**Work instructions:** Render the lines starting at the one containing "--target green grass" and ending at the one containing "M 485 333 L" as a Markdown table with the columns Row and Line, omitting any blank lines. Include only those lines.
===== Records for the task =====
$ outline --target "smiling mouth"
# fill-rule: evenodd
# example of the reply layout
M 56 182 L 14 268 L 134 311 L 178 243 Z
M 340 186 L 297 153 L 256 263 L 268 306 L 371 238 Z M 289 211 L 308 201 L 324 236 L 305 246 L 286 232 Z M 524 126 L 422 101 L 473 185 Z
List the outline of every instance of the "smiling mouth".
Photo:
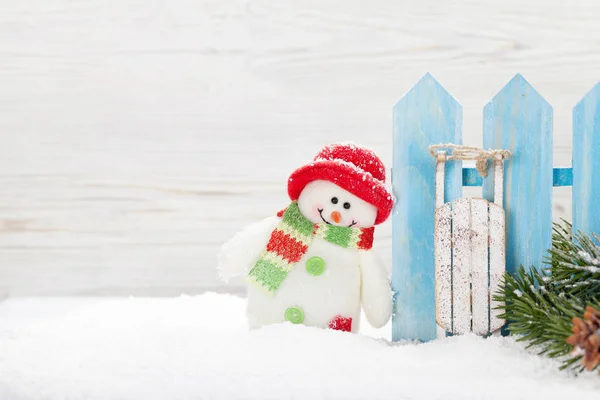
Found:
M 319 216 L 321 217 L 321 219 L 323 220 L 323 222 L 325 222 L 327 225 L 332 225 L 331 222 L 327 221 L 325 218 L 323 218 L 323 208 L 317 208 L 317 211 L 319 211 Z M 352 223 L 350 225 L 348 225 L 348 228 L 353 227 L 354 225 L 356 225 L 356 221 L 352 220 Z

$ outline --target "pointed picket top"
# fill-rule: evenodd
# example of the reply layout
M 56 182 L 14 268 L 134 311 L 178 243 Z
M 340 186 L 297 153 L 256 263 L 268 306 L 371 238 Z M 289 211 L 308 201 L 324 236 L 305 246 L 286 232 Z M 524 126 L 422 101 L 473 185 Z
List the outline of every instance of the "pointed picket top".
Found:
M 600 82 L 573 109 L 573 229 L 600 234 Z
M 541 267 L 552 233 L 552 106 L 520 74 L 484 107 L 483 145 L 508 149 L 505 163 L 506 269 Z M 483 181 L 493 201 L 494 174 Z
M 394 109 L 401 107 L 402 104 L 414 97 L 439 98 L 448 101 L 455 107 L 461 107 L 459 102 L 431 75 L 429 72 L 423 75 L 421 79 L 396 103 Z
M 433 215 L 435 160 L 429 146 L 462 143 L 462 107 L 429 73 L 393 108 L 392 215 L 395 312 L 393 340 L 433 340 L 435 266 Z M 462 193 L 462 165 L 449 163 L 445 198 Z

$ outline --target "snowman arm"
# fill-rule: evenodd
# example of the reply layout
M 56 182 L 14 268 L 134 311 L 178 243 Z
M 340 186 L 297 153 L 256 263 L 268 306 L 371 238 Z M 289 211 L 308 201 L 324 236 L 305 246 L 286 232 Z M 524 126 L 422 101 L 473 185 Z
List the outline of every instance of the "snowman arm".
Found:
M 392 289 L 387 270 L 372 250 L 359 250 L 362 307 L 369 323 L 381 328 L 392 315 Z
M 277 217 L 269 217 L 249 225 L 221 246 L 217 265 L 222 280 L 227 282 L 245 275 L 254 266 L 279 221 Z

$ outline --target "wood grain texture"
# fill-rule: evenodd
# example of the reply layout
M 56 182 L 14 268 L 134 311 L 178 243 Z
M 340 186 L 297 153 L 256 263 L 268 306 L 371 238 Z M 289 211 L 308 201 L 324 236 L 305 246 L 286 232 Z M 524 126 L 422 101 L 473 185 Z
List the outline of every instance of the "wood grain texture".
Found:
M 497 204 L 489 205 L 489 241 L 490 241 L 490 261 L 489 261 L 489 297 L 490 304 L 490 326 L 489 331 L 495 332 L 504 325 L 504 320 L 498 318 L 502 310 L 497 308 L 502 305 L 495 301 L 493 296 L 500 289 L 506 272 L 506 229 L 505 212 Z
M 435 313 L 436 322 L 444 332 L 452 332 L 452 203 L 435 210 Z
M 505 163 L 506 270 L 541 268 L 552 233 L 552 107 L 516 75 L 484 108 L 484 147 L 508 149 Z M 483 182 L 493 201 L 493 175 Z
M 435 159 L 429 146 L 461 143 L 462 108 L 425 75 L 393 109 L 392 339 L 435 339 Z M 461 163 L 445 166 L 445 200 L 462 193 Z
M 452 333 L 471 332 L 471 199 L 452 202 Z
M 597 0 L 4 0 L 0 297 L 241 291 L 217 279 L 220 244 L 284 207 L 323 144 L 390 167 L 390 109 L 427 71 L 475 146 L 482 106 L 523 73 L 569 165 L 599 18 Z
M 477 335 L 489 332 L 489 203 L 471 199 L 471 331 Z
M 573 109 L 573 229 L 600 234 L 600 83 Z

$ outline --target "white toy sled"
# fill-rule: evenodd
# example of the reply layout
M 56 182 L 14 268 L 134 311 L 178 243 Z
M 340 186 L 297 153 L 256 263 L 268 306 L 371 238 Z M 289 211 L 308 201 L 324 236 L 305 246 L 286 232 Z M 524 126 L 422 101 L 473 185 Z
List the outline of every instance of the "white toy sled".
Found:
M 505 226 L 502 208 L 505 150 L 484 151 L 466 146 L 430 147 L 436 157 L 435 174 L 435 307 L 438 337 L 446 332 L 499 332 L 501 303 L 492 299 L 505 268 Z M 444 170 L 450 160 L 477 160 L 486 175 L 494 160 L 494 202 L 461 198 L 444 203 Z

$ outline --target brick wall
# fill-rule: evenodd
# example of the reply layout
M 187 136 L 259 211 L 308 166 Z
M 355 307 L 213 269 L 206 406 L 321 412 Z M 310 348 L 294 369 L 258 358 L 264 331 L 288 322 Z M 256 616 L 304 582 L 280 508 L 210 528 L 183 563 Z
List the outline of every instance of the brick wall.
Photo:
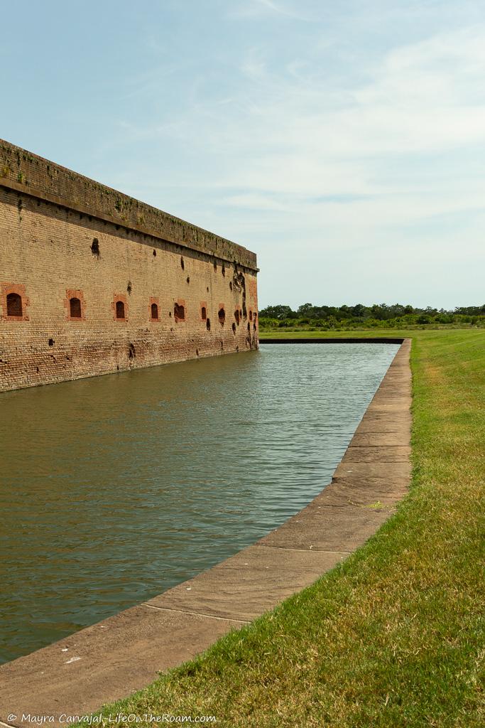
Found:
M 28 181 L 0 176 L 0 391 L 257 347 L 254 253 L 216 236 L 193 248 Z

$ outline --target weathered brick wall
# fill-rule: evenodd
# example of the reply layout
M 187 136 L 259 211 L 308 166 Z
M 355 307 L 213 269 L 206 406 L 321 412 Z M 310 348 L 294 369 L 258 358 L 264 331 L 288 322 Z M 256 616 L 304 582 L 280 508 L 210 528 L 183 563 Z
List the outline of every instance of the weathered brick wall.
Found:
M 257 347 L 254 253 L 201 233 L 194 249 L 183 223 L 152 234 L 27 181 L 0 177 L 0 391 Z

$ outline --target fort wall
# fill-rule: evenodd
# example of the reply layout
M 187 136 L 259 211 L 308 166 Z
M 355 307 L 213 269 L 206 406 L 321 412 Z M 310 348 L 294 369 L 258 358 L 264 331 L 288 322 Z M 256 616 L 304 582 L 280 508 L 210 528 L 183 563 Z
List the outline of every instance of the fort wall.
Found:
M 258 345 L 256 256 L 0 141 L 0 391 Z

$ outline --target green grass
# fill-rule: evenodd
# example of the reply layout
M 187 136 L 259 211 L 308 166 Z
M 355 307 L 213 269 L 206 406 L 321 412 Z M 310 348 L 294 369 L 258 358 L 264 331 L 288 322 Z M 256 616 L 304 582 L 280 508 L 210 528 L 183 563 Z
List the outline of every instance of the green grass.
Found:
M 485 333 L 380 333 L 413 339 L 414 470 L 396 515 L 311 587 L 106 712 L 485 725 Z

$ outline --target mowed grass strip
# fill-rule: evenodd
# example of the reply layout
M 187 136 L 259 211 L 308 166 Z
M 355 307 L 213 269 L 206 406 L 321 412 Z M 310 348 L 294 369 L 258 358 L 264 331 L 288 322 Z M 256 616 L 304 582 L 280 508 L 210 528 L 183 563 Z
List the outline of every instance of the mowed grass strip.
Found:
M 413 339 L 414 471 L 396 514 L 311 587 L 105 713 L 485 725 L 485 333 L 393 335 Z

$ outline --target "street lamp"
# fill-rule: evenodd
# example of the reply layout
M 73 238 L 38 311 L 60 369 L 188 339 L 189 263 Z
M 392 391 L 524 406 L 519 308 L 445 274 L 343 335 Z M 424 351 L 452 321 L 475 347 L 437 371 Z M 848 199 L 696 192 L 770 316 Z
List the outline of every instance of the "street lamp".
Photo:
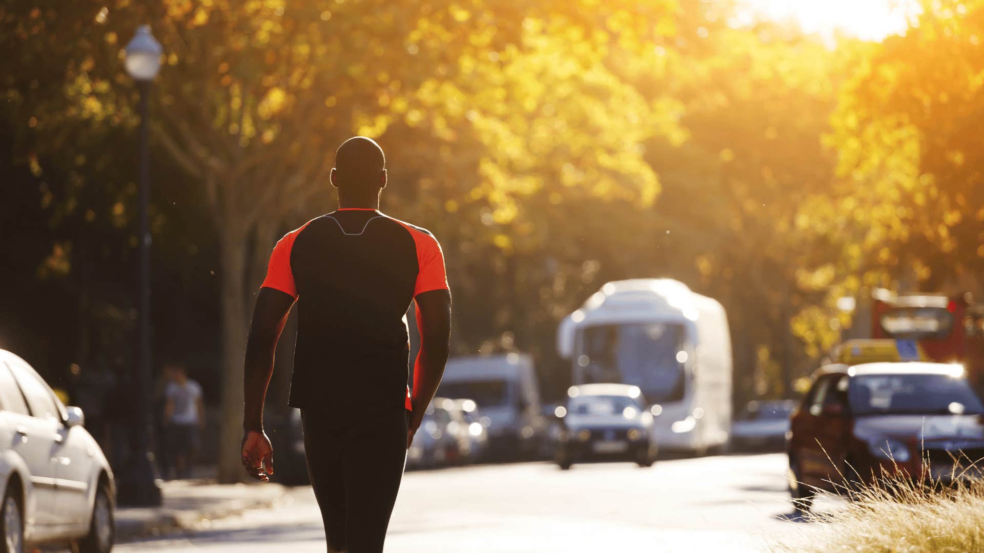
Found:
M 150 146 L 147 130 L 147 100 L 151 84 L 160 69 L 160 43 L 151 34 L 151 27 L 137 29 L 126 45 L 125 65 L 140 89 L 140 277 L 138 284 L 139 319 L 137 363 L 137 432 L 130 466 L 121 474 L 118 499 L 124 505 L 160 505 L 160 488 L 150 449 L 151 426 L 151 228 L 148 209 L 151 203 Z

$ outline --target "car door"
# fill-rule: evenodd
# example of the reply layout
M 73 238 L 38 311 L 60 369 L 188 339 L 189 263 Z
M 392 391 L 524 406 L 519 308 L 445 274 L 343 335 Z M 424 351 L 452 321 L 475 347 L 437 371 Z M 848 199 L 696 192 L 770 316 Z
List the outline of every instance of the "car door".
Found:
M 54 421 L 52 456 L 55 460 L 56 518 L 63 524 L 84 524 L 89 517 L 90 475 L 94 461 L 92 443 L 82 427 L 69 428 L 65 405 L 32 368 L 11 362 L 32 412 L 44 412 Z M 53 413 L 53 414 L 52 414 Z
M 843 480 L 847 429 L 847 375 L 830 374 L 817 380 L 798 429 L 803 481 L 832 490 Z M 794 430 L 794 432 L 796 432 Z
M 29 524 L 39 526 L 60 523 L 58 517 L 58 492 L 55 486 L 56 474 L 56 436 L 57 420 L 48 417 L 49 412 L 34 405 L 29 400 L 22 379 L 15 378 L 16 373 L 10 364 L 0 361 L 0 400 L 5 410 L 4 418 L 13 427 L 13 442 L 0 444 L 0 447 L 10 447 L 25 461 L 31 474 L 31 491 L 28 501 L 31 505 L 25 506 Z M 37 528 L 43 534 L 51 528 Z

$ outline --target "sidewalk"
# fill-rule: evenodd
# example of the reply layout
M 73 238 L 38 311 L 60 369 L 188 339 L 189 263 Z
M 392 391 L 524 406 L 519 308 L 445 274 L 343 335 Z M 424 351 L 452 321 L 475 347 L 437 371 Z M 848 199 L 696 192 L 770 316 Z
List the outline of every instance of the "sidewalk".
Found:
M 238 515 L 249 509 L 269 509 L 284 495 L 283 486 L 215 484 L 210 480 L 173 480 L 160 484 L 160 507 L 116 509 L 116 541 L 190 528 L 197 523 Z

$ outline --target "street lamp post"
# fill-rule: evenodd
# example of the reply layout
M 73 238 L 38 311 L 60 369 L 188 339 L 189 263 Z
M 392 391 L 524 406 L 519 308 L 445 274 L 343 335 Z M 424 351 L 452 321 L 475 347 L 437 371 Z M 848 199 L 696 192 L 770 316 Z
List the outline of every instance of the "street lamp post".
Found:
M 150 140 L 148 137 L 147 103 L 151 85 L 160 69 L 160 44 L 151 34 L 150 26 L 137 29 L 126 46 L 126 70 L 140 89 L 140 270 L 138 285 L 139 319 L 137 363 L 137 431 L 134 452 L 128 469 L 121 474 L 118 499 L 124 505 L 160 505 L 160 488 L 151 454 L 151 225 L 148 210 L 151 203 Z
=====
**Exercise output:**
| Row | Line |
|---|---|
| 1 | $ outline --target green grass |
| 2 | # fill-rule: evenodd |
| 3 | # example of the reply layout |
| 4 | M 187 136 L 259 211 L 308 166 Z |
| 5 | M 355 307 L 213 269 L 206 406 L 321 412 Z M 310 348 L 294 369 L 258 358 L 264 331 L 288 322 Z M 256 616 L 304 582 L 280 508 L 210 528 L 183 563 Z |
| 6 | List the outline of every instance of the green grass. |
| 7 | Found: |
| 8 | M 485 333 L 380 333 L 413 339 L 414 470 L 396 515 L 311 587 L 106 712 L 485 725 Z |